=== Information provided ===

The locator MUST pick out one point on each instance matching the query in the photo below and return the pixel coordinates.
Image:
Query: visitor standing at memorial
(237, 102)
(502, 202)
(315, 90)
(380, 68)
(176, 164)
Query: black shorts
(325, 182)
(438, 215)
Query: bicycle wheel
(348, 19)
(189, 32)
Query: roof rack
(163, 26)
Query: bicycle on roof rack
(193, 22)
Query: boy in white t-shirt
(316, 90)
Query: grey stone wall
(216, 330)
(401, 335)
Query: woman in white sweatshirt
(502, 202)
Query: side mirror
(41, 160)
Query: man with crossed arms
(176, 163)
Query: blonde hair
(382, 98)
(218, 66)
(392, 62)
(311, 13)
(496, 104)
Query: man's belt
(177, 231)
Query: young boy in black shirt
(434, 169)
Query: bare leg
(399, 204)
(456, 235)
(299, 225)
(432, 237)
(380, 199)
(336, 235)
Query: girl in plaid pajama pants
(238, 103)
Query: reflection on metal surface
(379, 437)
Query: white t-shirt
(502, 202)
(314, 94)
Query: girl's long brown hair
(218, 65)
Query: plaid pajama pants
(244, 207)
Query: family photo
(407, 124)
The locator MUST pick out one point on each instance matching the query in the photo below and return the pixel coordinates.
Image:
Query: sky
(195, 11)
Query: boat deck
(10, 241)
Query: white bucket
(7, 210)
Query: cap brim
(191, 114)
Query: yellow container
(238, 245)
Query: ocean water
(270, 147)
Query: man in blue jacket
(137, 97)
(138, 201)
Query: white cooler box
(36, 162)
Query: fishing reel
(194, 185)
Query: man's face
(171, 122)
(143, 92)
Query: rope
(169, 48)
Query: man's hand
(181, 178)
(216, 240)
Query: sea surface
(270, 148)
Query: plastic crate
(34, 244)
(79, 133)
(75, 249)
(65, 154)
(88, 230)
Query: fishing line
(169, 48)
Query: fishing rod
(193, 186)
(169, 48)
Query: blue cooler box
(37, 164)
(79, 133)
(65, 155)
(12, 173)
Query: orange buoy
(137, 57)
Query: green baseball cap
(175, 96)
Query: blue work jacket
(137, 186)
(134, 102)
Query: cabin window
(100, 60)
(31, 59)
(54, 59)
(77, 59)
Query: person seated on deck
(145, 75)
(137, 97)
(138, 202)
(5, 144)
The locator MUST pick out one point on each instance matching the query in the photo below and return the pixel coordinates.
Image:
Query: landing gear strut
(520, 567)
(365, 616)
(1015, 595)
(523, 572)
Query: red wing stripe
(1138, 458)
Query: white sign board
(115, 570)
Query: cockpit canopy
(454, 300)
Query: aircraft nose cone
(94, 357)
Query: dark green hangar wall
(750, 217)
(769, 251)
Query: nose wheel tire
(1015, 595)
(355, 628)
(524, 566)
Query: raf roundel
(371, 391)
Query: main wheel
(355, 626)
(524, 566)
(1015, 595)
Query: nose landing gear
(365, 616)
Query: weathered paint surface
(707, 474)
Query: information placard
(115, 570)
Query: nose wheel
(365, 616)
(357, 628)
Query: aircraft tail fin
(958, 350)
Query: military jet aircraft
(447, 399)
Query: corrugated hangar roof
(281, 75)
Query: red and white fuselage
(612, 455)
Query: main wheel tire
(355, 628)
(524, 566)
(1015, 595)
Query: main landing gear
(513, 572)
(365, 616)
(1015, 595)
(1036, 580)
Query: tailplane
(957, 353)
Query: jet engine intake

===

• What to work on
Render every one of the records above as a Markdown table with two columns, Row and Line. Number each line and omit any blank lines.

• Result
| Row | Line |
|---|---|
| 1 | The locator MUST pick out one point on each instance matching the query in the photo below and return the pixel coordinates. |
| 2 | Image: |
| 3 | Query: visitor standing at memorial |
| 4 | (237, 102) |
| 5 | (502, 202) |
| 6 | (315, 90) |
| 7 | (380, 68) |
| 8 | (176, 164) |
| 9 | Query: black shorts |
| 10 | (325, 182) |
| 11 | (438, 215) |
| 12 | Query: bicycle wheel |
| 13 | (348, 19) |
| 14 | (189, 32) |
| 15 | Query: roof rack |
| 16 | (163, 26) |
| 17 | Query: bicycle on roof rack |
| 18 | (193, 22) |
| 19 | Query: boy in white t-shirt |
| 20 | (316, 90) |
| 21 | Query: grey stone wall |
| 22 | (216, 330) |
| 23 | (401, 335) |
| 24 | Query: woman in white sweatshirt |
| 25 | (502, 202) |
| 26 | Query: side mirror |
| 27 | (41, 160) |
| 28 | Query: man with crossed arms |
| 29 | (176, 163) |
| 30 | Query: blonde hair |
| 31 | (382, 98) |
| 32 | (218, 66) |
| 33 | (392, 62) |
| 34 | (311, 13) |
| 35 | (496, 104) |
| 36 | Query: man's belt |
| 37 | (177, 231) |
| 38 | Query: young boy in black shirt |
| 39 | (434, 169) |
| 40 | Query: bare leg |
| 41 | (399, 204) |
| 42 | (456, 235) |
| 43 | (299, 225) |
| 44 | (432, 237) |
| 45 | (380, 199) |
| 46 | (336, 235) |
| 47 | Query: girl in plaid pajama pants |
| 48 | (238, 103) |
| 49 | Query: reflection on metal surface |
| 50 | (379, 437) |
| 51 | Query: white t-shirt |
| 52 | (502, 202) |
| 53 | (314, 94) |
| 54 | Query: girl's long brown hair |
| 55 | (218, 65) |
| 56 | Query: plaid pajama pants |
| 57 | (244, 207) |
| 58 | Query: family photo |
| 59 | (407, 124) |
| 60 | The locator MUST pick out one point on each instance matching the query in the photo below and return the pixel coordinates. |
| 61 | Image: |
| 62 | Query: sky |
| 63 | (195, 11) |
| 64 | Query: boat deck |
| 65 | (10, 241) |
| 66 | Query: white bucket |
| 67 | (7, 210) |
| 68 | Query: cap brim |
| 69 | (191, 114) |
| 70 | Query: yellow container |
| 71 | (238, 245) |
| 72 | Query: ocean water |
| 73 | (270, 147) |
| 74 | Query: man in blue jacket |
| 75 | (137, 97) |
| 76 | (138, 201) |
| 77 | Query: white cooler box |
| 78 | (36, 162) |
| 79 | Query: fishing reel |
| 80 | (194, 185) |
| 81 | Query: man's face |
| 82 | (171, 122) |
| 83 | (143, 92) |
| 84 | Query: rope |
| 85 | (169, 48) |
| 86 | Query: man's hand |
| 87 | (181, 178) |
| 88 | (216, 240) |
| 89 | Query: sea surface |
| 90 | (270, 148) |
| 91 | Query: plastic crate |
| 92 | (34, 244) |
| 93 | (79, 133) |
| 94 | (75, 249) |
| 95 | (65, 154) |
| 96 | (88, 230) |
| 97 | Query: fishing line |
| 98 | (169, 48) |
| 99 | Query: fishing rod |
| 100 | (193, 186) |
| 101 | (169, 48) |
| 102 | Query: blue cooler box |
| 103 | (37, 164) |
| 104 | (79, 133) |
| 105 | (65, 155) |
| 106 | (12, 173) |
| 107 | Query: orange buoy |
| 108 | (137, 57) |
| 109 | Query: green baseball cap |
| 110 | (175, 96) |
| 111 | Query: blue work jacket |
| 112 | (137, 186) |
| 113 | (134, 102) |
| 114 | Query: cabin window |
| 115 | (100, 60) |
| 116 | (31, 59) |
| 117 | (54, 59) |
| 118 | (77, 59) |
| 119 | Query: person seated on deck |
| 120 | (145, 75) |
| 121 | (137, 97) |
| 122 | (138, 202) |
| 123 | (5, 144) |
| 124 | The locator MUST pick out one point on each instance matching the query in the photo below and return the pixel coordinates. |
| 125 | Image: |
| 126 | Query: landing gear strut |
| 127 | (520, 567) |
| 128 | (365, 616) |
| 129 | (1015, 595) |
| 130 | (523, 572) |
| 131 | Query: red wing stripe |
| 132 | (1138, 458) |
| 133 | Query: white sign board |
| 134 | (115, 570) |
| 135 | Query: cockpit canopy |
| 136 | (454, 300) |
| 137 | Query: aircraft nose cone |
| 138 | (94, 357) |
| 139 | Query: dark green hangar wall |
| 140 | (750, 217) |
| 141 | (769, 251) |
| 142 | Query: nose wheel tire |
| 143 | (1015, 595) |
| 144 | (355, 628) |
| 145 | (524, 566) |
| 146 | Query: raf roundel |
| 147 | (371, 391) |
| 148 | Query: main wheel |
| 149 | (355, 626) |
| 150 | (524, 566) |
| 151 | (1015, 595) |
| 152 | Query: nose landing gear |
| 153 | (365, 616) |
| 154 | Query: weathered paint surface |
| 155 | (707, 474) |
| 156 | Query: information placard |
| 157 | (115, 570) |
| 158 | Query: nose wheel |
| 159 | (365, 616) |
| 160 | (357, 628) |
| 161 | Query: aircraft tail fin |
| 162 | (958, 350) |
| 163 | Query: military jet aircraft |
| 164 | (447, 399) |
| 165 | Query: corrugated hangar roof |
| 166 | (281, 75) |
| 167 | Query: red and white fuselage |
| 168 | (612, 455) |
| 169 | Query: main wheel tire |
| 170 | (355, 628) |
| 171 | (524, 566) |
| 172 | (1015, 595) |
| 173 | Query: main landing gear |
| 174 | (513, 572) |
| 175 | (365, 616) |
| 176 | (1015, 595) |
| 177 | (1036, 580) |
| 178 | Query: tailplane |
| 179 | (957, 353) |
| 180 | Query: jet engine intake |